▶ SHORT EXERCISE
In the records below, recast the lines as a numbered list, starting at the line that contains "forested ridge --all-instances" and ending at the line that contains "Provide the mask of every instance of the forested". Leave out any blank lines.

▶ STORED ROWS
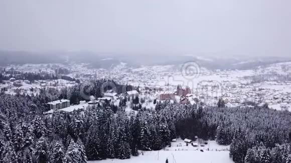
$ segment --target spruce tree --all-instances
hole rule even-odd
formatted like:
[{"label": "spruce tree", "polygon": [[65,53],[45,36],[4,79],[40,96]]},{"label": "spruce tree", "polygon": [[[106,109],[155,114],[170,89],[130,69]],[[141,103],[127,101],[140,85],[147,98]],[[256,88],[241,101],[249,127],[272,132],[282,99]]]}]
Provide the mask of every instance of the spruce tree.
[{"label": "spruce tree", "polygon": [[88,131],[88,135],[85,144],[85,150],[88,160],[99,160],[100,150],[100,140],[98,135],[97,126],[92,126]]},{"label": "spruce tree", "polygon": [[24,136],[21,126],[18,124],[16,126],[13,134],[12,142],[16,152],[18,152],[23,146]]},{"label": "spruce tree", "polygon": [[115,156],[115,152],[112,139],[111,138],[108,138],[107,140],[107,158],[114,158]]},{"label": "spruce tree", "polygon": [[50,154],[47,141],[46,138],[42,137],[37,142],[35,156],[38,163],[45,163],[49,160]]},{"label": "spruce tree", "polygon": [[73,140],[71,140],[65,155],[64,162],[79,163],[80,162],[81,160],[82,160],[82,158],[78,150],[78,145]]},{"label": "spruce tree", "polygon": [[264,149],[261,152],[260,162],[261,163],[271,162],[270,152],[268,149]]},{"label": "spruce tree", "polygon": [[79,162],[80,163],[86,163],[87,162],[87,156],[86,155],[86,152],[85,152],[84,145],[83,142],[81,141],[81,140],[78,139],[77,141],[77,148],[80,156],[80,160]]},{"label": "spruce tree", "polygon": [[58,141],[53,149],[52,162],[63,163],[64,156],[65,154],[62,144]]},{"label": "spruce tree", "polygon": [[142,122],[140,125],[140,148],[143,150],[150,150],[149,139],[149,129],[147,123]]},{"label": "spruce tree", "polygon": [[161,136],[163,147],[166,146],[171,142],[171,136],[168,124],[164,116],[162,116],[161,118],[159,124],[158,133]]}]

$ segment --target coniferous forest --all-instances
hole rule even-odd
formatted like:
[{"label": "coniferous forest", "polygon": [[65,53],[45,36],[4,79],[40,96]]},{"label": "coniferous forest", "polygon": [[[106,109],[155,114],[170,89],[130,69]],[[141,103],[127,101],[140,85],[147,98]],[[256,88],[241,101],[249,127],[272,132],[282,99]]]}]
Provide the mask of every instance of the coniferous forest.
[{"label": "coniferous forest", "polygon": [[[104,81],[91,82],[87,93],[100,96],[100,83]],[[51,100],[66,98],[74,104],[82,100],[80,86],[43,90],[32,96],[1,93],[1,162],[126,159],[138,156],[138,150],[163,149],[175,138],[196,136],[230,144],[230,157],[236,163],[291,162],[290,112],[265,106],[197,107],[166,101],[157,102],[155,110],[136,108],[136,114],[130,114],[122,104],[109,103],[85,110],[43,114]]]}]

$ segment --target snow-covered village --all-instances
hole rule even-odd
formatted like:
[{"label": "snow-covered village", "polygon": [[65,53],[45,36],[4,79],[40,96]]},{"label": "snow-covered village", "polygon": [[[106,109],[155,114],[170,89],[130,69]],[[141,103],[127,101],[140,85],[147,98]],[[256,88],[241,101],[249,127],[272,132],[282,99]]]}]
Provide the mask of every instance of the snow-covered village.
[{"label": "snow-covered village", "polygon": [[0,163],[291,163],[290,6],[0,0]]}]

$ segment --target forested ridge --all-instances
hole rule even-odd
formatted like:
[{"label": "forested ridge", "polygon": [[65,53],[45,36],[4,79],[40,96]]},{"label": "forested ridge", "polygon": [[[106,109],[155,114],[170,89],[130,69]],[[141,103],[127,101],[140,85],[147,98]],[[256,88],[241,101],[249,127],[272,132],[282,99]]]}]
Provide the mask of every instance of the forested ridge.
[{"label": "forested ridge", "polygon": [[[87,86],[91,86],[87,93],[100,96],[97,90],[102,81]],[[51,100],[81,98],[80,87],[43,90],[31,96],[2,93],[1,162],[126,159],[138,156],[138,150],[161,150],[174,138],[195,140],[196,136],[230,144],[230,156],[235,162],[291,160],[291,113],[266,106],[197,107],[165,102],[158,102],[156,110],[142,109],[128,114],[121,105],[105,103],[84,111],[43,114]]]}]

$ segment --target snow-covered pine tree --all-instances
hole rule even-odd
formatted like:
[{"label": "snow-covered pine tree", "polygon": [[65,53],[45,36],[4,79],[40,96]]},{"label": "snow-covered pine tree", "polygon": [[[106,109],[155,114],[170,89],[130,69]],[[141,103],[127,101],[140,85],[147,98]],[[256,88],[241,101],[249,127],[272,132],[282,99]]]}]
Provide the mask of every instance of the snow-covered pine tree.
[{"label": "snow-covered pine tree", "polygon": [[42,118],[39,116],[36,116],[32,120],[32,128],[33,133],[37,138],[45,136],[47,129]]},{"label": "snow-covered pine tree", "polygon": [[136,156],[139,155],[139,153],[137,150],[137,144],[132,144],[131,145],[131,154],[133,156]]},{"label": "snow-covered pine tree", "polygon": [[141,122],[140,124],[140,148],[143,150],[150,150],[149,139],[149,128],[147,123],[145,122]]},{"label": "snow-covered pine tree", "polygon": [[24,140],[21,126],[19,124],[17,125],[13,132],[12,142],[15,151],[17,152],[23,146]]},{"label": "snow-covered pine tree", "polygon": [[80,138],[78,139],[77,141],[77,147],[79,153],[80,154],[80,156],[81,160],[79,160],[80,163],[86,163],[87,162],[87,156],[86,155],[86,152],[85,152],[84,145],[83,144],[83,142],[81,141]]},{"label": "snow-covered pine tree", "polygon": [[27,148],[33,144],[35,137],[32,127],[29,126],[24,136],[23,147]]},{"label": "snow-covered pine tree", "polygon": [[12,132],[9,124],[5,124],[3,128],[3,134],[6,141],[11,141],[12,140]]},{"label": "snow-covered pine tree", "polygon": [[152,150],[157,150],[162,149],[163,145],[161,138],[155,127],[152,126],[150,129],[150,144]]},{"label": "snow-covered pine tree", "polygon": [[271,162],[271,156],[269,149],[262,149],[261,152],[260,163]]},{"label": "snow-covered pine tree", "polygon": [[41,137],[36,144],[35,154],[38,162],[44,163],[49,160],[50,153],[47,142],[47,139]]},{"label": "snow-covered pine tree", "polygon": [[65,155],[64,163],[79,163],[82,160],[78,145],[72,139]]},{"label": "snow-covered pine tree", "polygon": [[22,162],[23,163],[34,162],[33,156],[32,156],[33,152],[33,150],[28,148],[24,150],[23,154],[23,157],[22,158]]},{"label": "snow-covered pine tree", "polygon": [[246,152],[246,155],[244,158],[244,163],[254,163],[255,162],[255,152],[251,148],[249,148]]},{"label": "snow-covered pine tree", "polygon": [[216,132],[216,142],[219,144],[227,145],[227,142],[225,141],[226,136],[224,128],[222,126],[219,125]]},{"label": "snow-covered pine tree", "polygon": [[52,158],[52,163],[63,163],[63,159],[65,157],[63,148],[62,144],[59,141],[55,144],[53,149],[53,154]]},{"label": "snow-covered pine tree", "polygon": [[128,144],[121,139],[119,141],[118,148],[116,150],[117,158],[123,160],[130,158],[130,150]]},{"label": "snow-covered pine tree", "polygon": [[164,116],[162,116],[160,120],[158,134],[161,136],[163,146],[166,146],[171,142],[170,130],[166,118]]},{"label": "snow-covered pine tree", "polygon": [[91,126],[89,130],[85,148],[88,160],[101,160],[99,156],[100,147],[98,132],[97,126]]},{"label": "snow-covered pine tree", "polygon": [[19,163],[18,158],[11,142],[7,142],[3,156],[3,163]]},{"label": "snow-covered pine tree", "polygon": [[271,151],[271,160],[272,163],[280,163],[282,162],[281,148],[280,145],[276,144],[275,146]]},{"label": "snow-covered pine tree", "polygon": [[113,146],[112,136],[108,138],[107,140],[107,158],[114,158],[115,156],[115,152]]}]

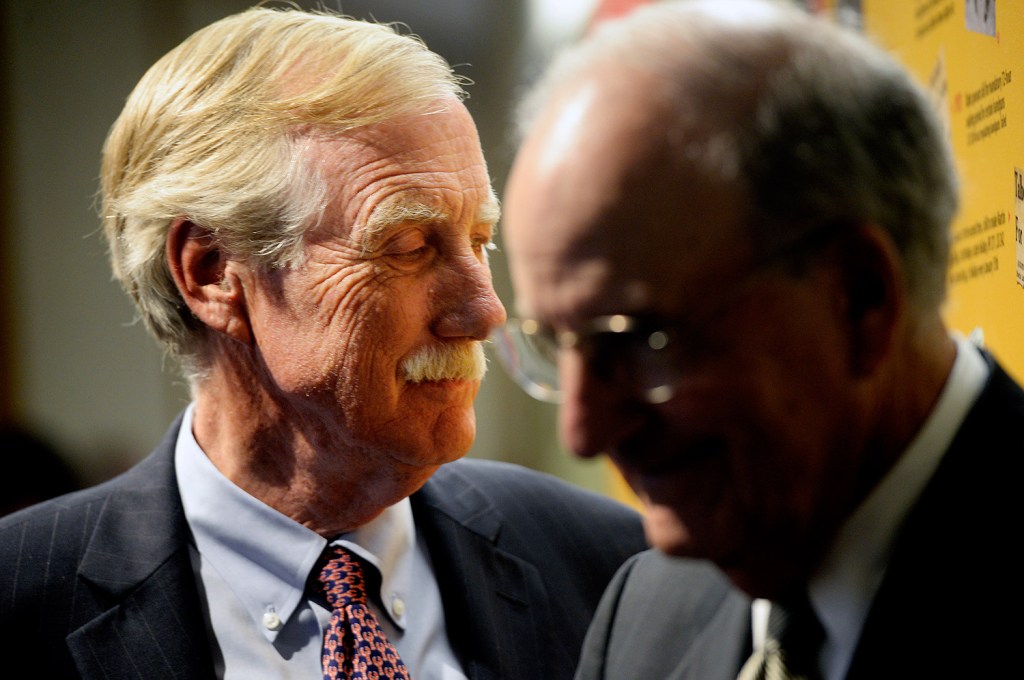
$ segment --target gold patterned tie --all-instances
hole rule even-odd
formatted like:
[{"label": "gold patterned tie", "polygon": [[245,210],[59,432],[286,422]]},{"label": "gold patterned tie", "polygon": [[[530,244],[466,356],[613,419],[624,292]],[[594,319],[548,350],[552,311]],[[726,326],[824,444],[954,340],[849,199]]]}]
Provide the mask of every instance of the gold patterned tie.
[{"label": "gold patterned tie", "polygon": [[324,633],[324,680],[409,680],[409,669],[367,604],[362,565],[344,548],[327,550],[317,579],[334,609]]},{"label": "gold patterned tie", "polygon": [[824,629],[806,597],[772,602],[762,649],[739,671],[737,680],[817,680]]}]

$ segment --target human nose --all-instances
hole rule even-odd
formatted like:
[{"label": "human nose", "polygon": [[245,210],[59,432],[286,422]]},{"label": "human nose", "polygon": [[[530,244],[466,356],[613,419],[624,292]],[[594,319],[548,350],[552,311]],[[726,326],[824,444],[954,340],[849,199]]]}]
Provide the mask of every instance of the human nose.
[{"label": "human nose", "polygon": [[505,323],[505,306],[495,292],[485,261],[460,258],[449,268],[446,282],[440,295],[444,311],[435,329],[439,336],[483,341]]},{"label": "human nose", "polygon": [[563,349],[558,360],[563,443],[581,458],[614,451],[641,425],[643,407],[634,395],[595,377],[583,353]]}]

▶ RESPONSE FOR THIS EXERCISE
1. $ segment --target forested ridge --all-instances
2. hole rule even-odd
3. formatted like:
4. [{"label": "forested ridge", "polygon": [[65,53],[45,36],[4,79],[40,96]]},{"label": "forested ridge", "polygon": [[[106,109],[155,114],[170,89],[130,69]],[[141,103],[127,101],[140,85],[147,98]],[[256,88],[241,101],[249,127],[272,132],[282,99]]]}]
5. Provide the mask of every instance of the forested ridge.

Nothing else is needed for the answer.